--- FRAGMENTO ---
════════

Vivir rodeado por volcanes es una preocupación constante para los arequipeños. Siempre fue así. El 28 de marzo de 1936, mientras la partera inglesa Pritchard ayudaba a doña Dora Llosa Ureta a traer al mundo, en un proceso muy doloroso y largo, a quien tendría el primer Premio Nobel de Literatura del Perú, el Volcán Ubinas amenazaba con erupcionar. Sin embargo, para ellas, solo fue un susto, pues minutos más tarde se escuchó el llanto de un bebé. 
Hoy la avenida Parra es bulliciosa y muy concurrida. La gente que entra y sale de la zona monumental de Arequipa, toma precauciones para caminar por aquí. Es como un conector, un puente, entre la tradición y el empuje desordenado de la posmodernidad. 
Con los años el tranvía fue reemplazado por automóviles de distintos tamaños, y las modas, sobre todo las femeninas, se han ido estrechando y acortando. Ahí, en el número 101 del entonces bulevar, nació Mario Vargas Llosa, y en él vivió por un año, antes de que don Pedro Llosa Bustamante, su abuelo, decidiera viajar a Cochabamba,  con toda la familia, para administrar una hacienda algodonera. 
Aunque no quedaron familiares de los Llosa en la ciudad, los arequipeños sabían que esa fue la casa del escritor. Era algo que no se había perdido en el recuerdo de la gente. Es así que cuando Mario ganó el Premio Nobel en el 2010, la Municipalidad Provincial de Arequipa y otras entidades financieras se apresuraron a comprarla para convertirla en una casa museo, donde se exaltara la imagen de Vargas Llosa en particular y la del arequipeñismo en general.

════════

--- EXTRACTO DE DATOS ---
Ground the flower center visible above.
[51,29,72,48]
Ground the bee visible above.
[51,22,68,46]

════════

--- TAREAS DEL EJERCICIO ---
1. Según el fragmento sobre la casa natal de Vargas Llosa, ¿por qué vivió el escritor solo un año en la casa donde nació? Responde en una a tres oraciones.
2. Continúa el fragmento sobre la casa natal de Vargas Llosa a partir de su última oración.

--- RESULTADOS POR TAREA ---
1. Vivió allí solo un año porque su abuelo, don Pedro Llosa Bustamante, decidió viajar a Cochabamba con toda la familia para administrar una hacienda algodonera.

2.
En los 16 ambientes del interior se encuentran muebles y objetos que ayudan a “recrear la época”. Ya desde el primer vestíbulo en el segundo nivel, el visitante se encuentra con un holograma tridimensional del autor de Los Cachorros, quien comunica que en este lugar está reunida toda su trayectoria de escritor. Cada rincón de la casa está impregnada de su espíritu y de su personalidad: fotografías familiares, abundantes diplomas y reconocimientos de diversos lugares del mundo que, a cada paso, aparecen como cientos de fuegos fatuos. En ellos va enumerando como fue esa larga trayectoria en la que el niño que dio sus primeros llantos en el cuarto principal del segundo nivel, se convirtió poco a poco, con perfeccionamiento constante, en un escritor de talla universal.
 
Dora Llosa nunca habría imaginado que con la llegada de ese niño llorón, cambiaría el rumbo literario del país.